Why Are Some People Seemingly Immune to Covid-19? Scientists May Now Have an Answer

Researchers tracked the immune responses of 16 people intentionally exposed to SARS-CoV-2 and pinpointed a gene that seems to help resist the virus before it can take hold

A female doctor in a mask and visor gives a nasal swab to a male patient.
A new study sheds light on the timeline of the human immune response when confronted with SARS-CoV-2 and other infectious diseases. Ergin Yalcin via Getty Images

More than four years after Covid-19 was declared a pandemic that has since totaled more than 775 million cumulative cases worldwide, scientists are shedding light on the specific immune responses that have made some people seemingly resistant to catching the virus.

New research emerging from the United Kingdom, conducted as part of the Covid-19 Human Challenge Study and the Human Cell Atlas project, has found that a combination of robust nasal cell defense and high activity of a particular gene work together to ward off the virus in some individuals before it can take hold.

The research, published last week in the journal Nature, provides clarity on the timeline of the human body’s immune response to SARS-CoV-2 and other infectious diseases.

:: Stored dataset items ::
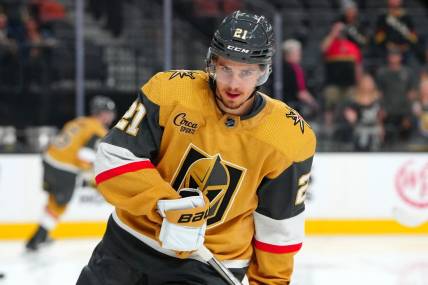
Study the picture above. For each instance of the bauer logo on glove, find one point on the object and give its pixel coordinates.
(184, 220)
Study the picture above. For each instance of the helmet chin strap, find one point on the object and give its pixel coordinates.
(213, 87)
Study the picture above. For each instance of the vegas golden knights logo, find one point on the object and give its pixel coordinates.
(219, 180)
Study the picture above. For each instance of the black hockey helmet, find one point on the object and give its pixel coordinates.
(100, 104)
(243, 37)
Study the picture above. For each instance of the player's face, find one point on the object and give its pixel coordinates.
(235, 82)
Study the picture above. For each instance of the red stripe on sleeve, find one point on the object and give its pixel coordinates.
(130, 167)
(277, 248)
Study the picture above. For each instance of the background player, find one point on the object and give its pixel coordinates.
(243, 157)
(71, 152)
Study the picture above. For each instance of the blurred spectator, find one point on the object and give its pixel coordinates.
(420, 111)
(396, 82)
(45, 12)
(355, 30)
(364, 117)
(112, 10)
(295, 93)
(343, 66)
(394, 29)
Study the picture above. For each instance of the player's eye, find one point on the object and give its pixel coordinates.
(247, 73)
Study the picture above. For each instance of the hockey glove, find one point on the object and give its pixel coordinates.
(184, 220)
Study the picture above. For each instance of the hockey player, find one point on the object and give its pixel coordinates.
(71, 152)
(205, 158)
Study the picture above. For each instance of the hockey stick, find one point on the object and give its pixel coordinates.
(225, 273)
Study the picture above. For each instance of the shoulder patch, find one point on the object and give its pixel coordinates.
(297, 119)
(182, 74)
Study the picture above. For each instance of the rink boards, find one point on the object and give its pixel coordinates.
(349, 194)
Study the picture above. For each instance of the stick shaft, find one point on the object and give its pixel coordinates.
(222, 270)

:: Assigned task A ::
Answer these from the Covid-19 immunity article:
(i) How many people were intentionally exposed to SARS-CoV-2 in the study?
(ii) In which journal was the research published?
(iii) How many cumulative Covid-19 cases worldwide does the article report?
:: Assigned task B ::
Continue the Covid-19 immunity article from its last sentence.

:: Task output A ::
(i) 16 people
(ii) Nature
(iii) More than 775 million

:: Task output B ::
“These findings shed new light on the crucial early events that either allow the virus to take hold or rapidly clear it before symptoms develop,” Marko Nikolić, the study’s senior author and an honorary consultant in respiratory medicine at University College London (UCL), says in a statement. “We now have a much greater understanding of the full range of immune responses, which could provide a basis for developing potential treatments and vaccines that mimic these natural protective responses.”

Conducted in 2021, the study began with the researchers spraying a low dosage of the original SARS-CoV-2 variant up the noses of 36 healthy adult volunteers who were both unvaccinated and had never had the virus before.

From this group, researchers collected 16 volunteers’ nasal and blood samples on multiple occasions—before exposure and several times in the following 28 days—to track the spread of the virus and the participants’ immune responses. Sequencing these samples, the team produced a data set containing more than 600,000 individual cells and their behaviors before, during and after exposure.

The volunteers’ responses fell into three distinct categories. Six people became ill and displayed symptoms; three people briefly tested positive for Covid-19 but were asymptomatic, known as a transient infection; and seven people consistently tested negative and displayed no symptoms, but built up an immune response to the virus—what the team called an abortive infection.

In these latter two groups, participants showed high baseline activity of a gene called HLA-DQA2, which helps to efficiently alert the immune system to potential threats.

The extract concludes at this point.